**Items from a data source**.
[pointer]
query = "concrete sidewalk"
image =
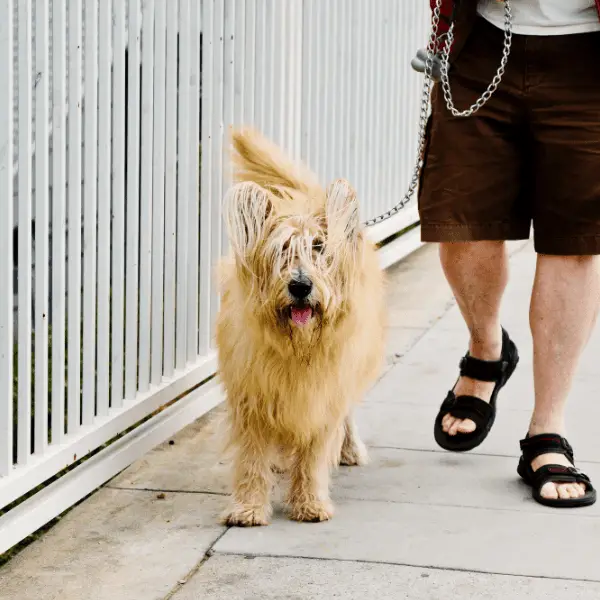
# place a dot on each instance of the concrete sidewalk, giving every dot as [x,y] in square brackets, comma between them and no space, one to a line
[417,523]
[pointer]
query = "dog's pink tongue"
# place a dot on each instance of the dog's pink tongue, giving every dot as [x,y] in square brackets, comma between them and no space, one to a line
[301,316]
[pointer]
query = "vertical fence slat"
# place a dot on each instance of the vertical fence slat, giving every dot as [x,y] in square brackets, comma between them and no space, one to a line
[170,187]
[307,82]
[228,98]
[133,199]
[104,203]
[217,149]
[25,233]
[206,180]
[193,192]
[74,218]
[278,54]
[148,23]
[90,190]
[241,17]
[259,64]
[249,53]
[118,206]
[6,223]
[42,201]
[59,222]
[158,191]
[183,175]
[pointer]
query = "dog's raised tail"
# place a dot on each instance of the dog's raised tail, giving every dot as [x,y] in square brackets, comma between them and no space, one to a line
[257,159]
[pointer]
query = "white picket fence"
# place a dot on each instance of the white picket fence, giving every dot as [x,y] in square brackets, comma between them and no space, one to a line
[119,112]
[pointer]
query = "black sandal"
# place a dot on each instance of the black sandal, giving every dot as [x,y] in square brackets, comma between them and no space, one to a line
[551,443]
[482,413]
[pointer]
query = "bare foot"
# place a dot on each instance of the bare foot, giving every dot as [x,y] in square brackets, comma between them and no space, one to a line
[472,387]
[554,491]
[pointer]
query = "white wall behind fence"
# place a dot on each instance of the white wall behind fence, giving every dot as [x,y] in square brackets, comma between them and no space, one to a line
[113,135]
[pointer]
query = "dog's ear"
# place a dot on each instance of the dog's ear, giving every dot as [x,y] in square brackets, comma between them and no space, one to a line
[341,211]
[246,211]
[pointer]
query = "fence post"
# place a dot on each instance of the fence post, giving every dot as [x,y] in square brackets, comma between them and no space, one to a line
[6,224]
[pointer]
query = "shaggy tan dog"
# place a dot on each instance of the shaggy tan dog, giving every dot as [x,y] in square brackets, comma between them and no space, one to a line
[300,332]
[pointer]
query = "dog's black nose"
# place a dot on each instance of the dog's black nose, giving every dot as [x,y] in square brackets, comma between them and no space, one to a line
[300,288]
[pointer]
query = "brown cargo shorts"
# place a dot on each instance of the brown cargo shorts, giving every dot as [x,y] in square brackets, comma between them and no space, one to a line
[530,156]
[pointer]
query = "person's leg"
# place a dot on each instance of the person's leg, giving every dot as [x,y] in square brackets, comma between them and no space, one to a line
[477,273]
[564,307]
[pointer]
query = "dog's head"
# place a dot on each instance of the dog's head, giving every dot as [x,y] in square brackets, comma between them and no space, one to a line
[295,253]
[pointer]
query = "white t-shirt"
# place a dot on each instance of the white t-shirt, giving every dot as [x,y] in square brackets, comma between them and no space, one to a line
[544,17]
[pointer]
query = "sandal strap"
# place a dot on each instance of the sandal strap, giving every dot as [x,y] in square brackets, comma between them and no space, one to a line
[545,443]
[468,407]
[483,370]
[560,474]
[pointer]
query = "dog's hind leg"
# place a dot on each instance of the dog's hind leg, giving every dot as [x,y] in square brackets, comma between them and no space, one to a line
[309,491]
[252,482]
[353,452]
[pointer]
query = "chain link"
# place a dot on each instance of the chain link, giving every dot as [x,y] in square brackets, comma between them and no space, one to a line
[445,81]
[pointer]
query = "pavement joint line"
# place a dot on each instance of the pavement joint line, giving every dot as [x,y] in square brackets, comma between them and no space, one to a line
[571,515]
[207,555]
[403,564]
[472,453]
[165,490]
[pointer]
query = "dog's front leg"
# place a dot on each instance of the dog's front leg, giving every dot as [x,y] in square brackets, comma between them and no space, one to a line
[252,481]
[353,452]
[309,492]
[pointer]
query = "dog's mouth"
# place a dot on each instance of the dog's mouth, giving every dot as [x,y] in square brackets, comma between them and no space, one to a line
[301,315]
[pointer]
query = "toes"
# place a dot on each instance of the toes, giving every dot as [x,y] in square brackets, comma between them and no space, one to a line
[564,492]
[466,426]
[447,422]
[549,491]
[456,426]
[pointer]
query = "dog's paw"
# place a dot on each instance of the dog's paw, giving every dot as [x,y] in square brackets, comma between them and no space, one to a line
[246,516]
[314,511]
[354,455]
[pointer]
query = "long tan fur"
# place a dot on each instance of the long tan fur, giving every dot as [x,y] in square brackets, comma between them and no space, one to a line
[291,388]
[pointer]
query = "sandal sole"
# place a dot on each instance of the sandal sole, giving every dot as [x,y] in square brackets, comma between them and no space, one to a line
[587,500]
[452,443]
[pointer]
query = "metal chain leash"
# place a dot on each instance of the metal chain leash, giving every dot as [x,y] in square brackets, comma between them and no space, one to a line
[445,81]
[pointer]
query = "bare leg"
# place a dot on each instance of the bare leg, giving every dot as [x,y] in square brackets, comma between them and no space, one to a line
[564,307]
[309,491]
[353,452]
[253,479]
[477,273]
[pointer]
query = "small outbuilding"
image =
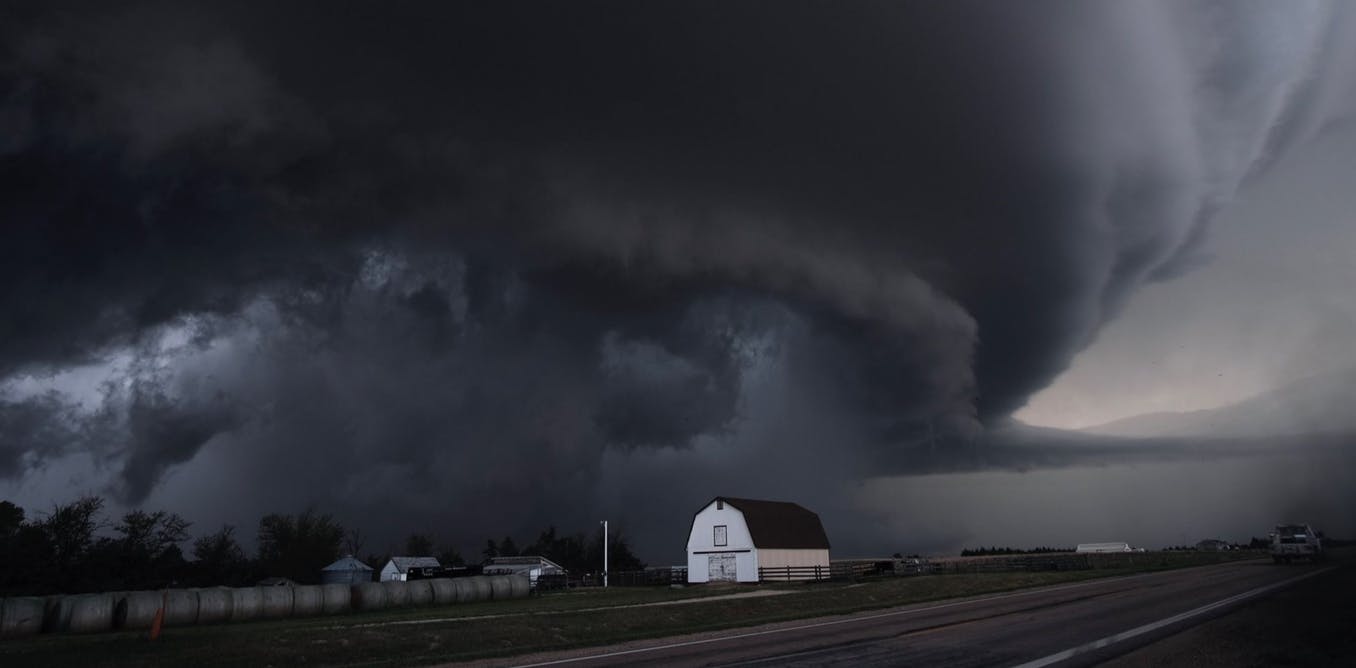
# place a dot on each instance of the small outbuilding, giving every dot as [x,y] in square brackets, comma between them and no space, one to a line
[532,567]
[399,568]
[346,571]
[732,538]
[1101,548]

**TO BE DONE**. Quote the full listing above word for word; exclude every picture from the copy.

**ANSWER FOR THIS EXERCISE**.
[pointer]
query = "concrete sidewalk"
image =
# place a dot on each instance of the concrete sidewalk, giving every dot as [x,y] in square brackets, comma between them and no space, one to a line
[417,523]
[pointer]
query = "dog's pink tongue"
# place a dot on each instance of the dog's pink tongue, giving every dot as [x,y] in square brackets, comma between them and no space, one to a line
[301,316]
[pointer]
query = "vertical fence slat"
# place a dot on each instance of the vertical fence slat, giving every dot as [x,y] in square brackets, comma between them and no space, one to a line
[170,187]
[307,82]
[228,98]
[133,199]
[104,203]
[217,149]
[25,233]
[206,180]
[193,192]
[74,218]
[278,54]
[148,23]
[90,190]
[241,17]
[259,64]
[249,53]
[118,206]
[6,223]
[42,201]
[59,222]
[158,191]
[183,175]
[pointer]
query = "dog's raised tail"
# place a dot on each instance of the dog's raised tail, giving every dot as [x,y] in square brackets, comma between them and no space, one to a line
[257,159]
[pointer]
query = "white picket fence"
# place a dot on each instance of the white picket fence, giving every dot as [x,y] in square brackets, comma between them and no space, one to a line
[119,112]
[pointer]
query = "black sandal"
# place a dot on each instance of the black sandal, giving every dot as [x,y] in square brackets, comma between them and no space, one to a line
[551,443]
[482,413]
[pointer]
query = "bare foot"
# place a dot on each instance of the bare foot, giving every dot as [x,y] in square brackets, comma between them and no space, one to a line
[472,387]
[554,491]
[pointer]
query = "white wall behind fence"
# place a dot on each instance of the white wall behind fence, giving every dot as [x,y] in square brackets, comma between them and no space, one to a line
[113,135]
[pointer]
query = "dog's ear"
# place a dot on each instance of the dog's ear, giving every dot as [x,y] in square brackets, comma between them and no space, one to a line
[341,211]
[246,211]
[pointer]
query = "fence post"
# place a dot on each instance of the fence post, giving every dot as [x,y] in square brackets, comma between them and no space, one to a line
[6,224]
[pointer]
query = "shaggy tan dog"
# place a dot on each instance of the shaggy tan dog, giving every dot as [x,y] in square brackets, comma between them and no space, one to a line
[300,332]
[pointer]
query = "dog's black nose"
# place a dot on each instance of the dog's black nose, giving every dot as [x,y] in square brackets, comma between them and no space, one to a line
[300,288]
[pointer]
query = "brown cargo shorts"
# place a dot on each instance of the brown cargo shorts, giving every dot as [x,y] in square brackets, comma between them and no space, one to a line
[530,156]
[pointer]
query = "person's leg"
# place a dot on each instance of the person's leg, giving every dot as [x,y] in square brackets, comma between them and no space, one to a line
[477,273]
[564,307]
[pointer]
query = "dog's head"
# place a dot on each instance of the dog's head, giving every dot as [x,y] in square brackets, comma between them and no space, one to a line
[295,253]
[pointer]
query = "white t-shirt"
# place a dot on each instance of the white t-shirt, giving every dot as [x,y] in square brackets, comma between them and no space, one to a line
[544,17]
[pointer]
query = "sandal strap"
# place a dot on each instance of the sandal strap, giving every dot as [x,y] in square brackets, comma between them and no space, one to a line
[545,443]
[468,407]
[483,370]
[560,474]
[pointer]
query = "dog's hind leg"
# place a dot on each instance of the dog's hind leg, giving every dot as [x,y] in square brackets, comma between them and no space, one to a line
[309,491]
[252,482]
[353,452]
[pointer]
query = "chain link"
# place a dot on each instance of the chain link, giving every dot as [x,y] in square brackets, comma between them and no space, one to a line
[445,81]
[pointer]
query = "pavement joint line"
# place a dot on each instance of the pavement joint line, giving every dot as [x,y] in square brackets, comma between them and no space, one to a line
[571,515]
[207,555]
[403,564]
[472,453]
[165,490]
[pointer]
query = "dog's front leg"
# place a dot on each instance of the dog's front leg, giving every dot as [x,y] in square brackets, comma between them and no space, one to a line
[252,481]
[353,452]
[309,492]
[pointer]
query = "dog's mouth"
# place a dot on each instance of the dog's mouth, giving every dot as [x,y] in square brackets, comma between them and no space, one to a line
[301,315]
[pointer]
query = "toes"
# place a dot on each instance of the toes, giving every dot as [x,y] in square brackets, comma between them and no space, one to a line
[564,492]
[466,426]
[447,422]
[549,491]
[456,426]
[pointer]
query = "dog's paw"
# place a dot on each instance of the dog's paw, giving every dot as [x,y] in square brackets, comma between them and no space, one to a line
[246,516]
[314,511]
[354,455]
[pointer]
query = "long tan fur"
# place a dot on each instance of the long tan fur, giving every dot as [x,y] in square brackets, comma between them and no space, one to a line
[291,388]
[pointer]
query = "sandal sole"
# place a dot on each instance of the sandal sole, giving every dot as [x,y] in square brackets, comma between them and no space, one to a line
[587,500]
[452,443]
[pointer]
query = "metal chain leash"
# place a dot on each instance of the metal chain leash, giving every dot as [x,y] in square brackets, comma between them and no space, one to a line
[445,81]
[pointer]
query = "bare leg"
# place a dot on each instance of the bare leg, giving every dot as [x,y] in square brackets, comma between them and no space, one to a line
[564,307]
[309,491]
[353,452]
[253,479]
[477,273]
[pointer]
query = "small outbuilding"
image =
# place a dot on each instance of the small outbuilding, giving every dot as [x,y] in square brackets, comma between them and no space, one to a line
[532,567]
[399,568]
[346,571]
[732,538]
[1101,548]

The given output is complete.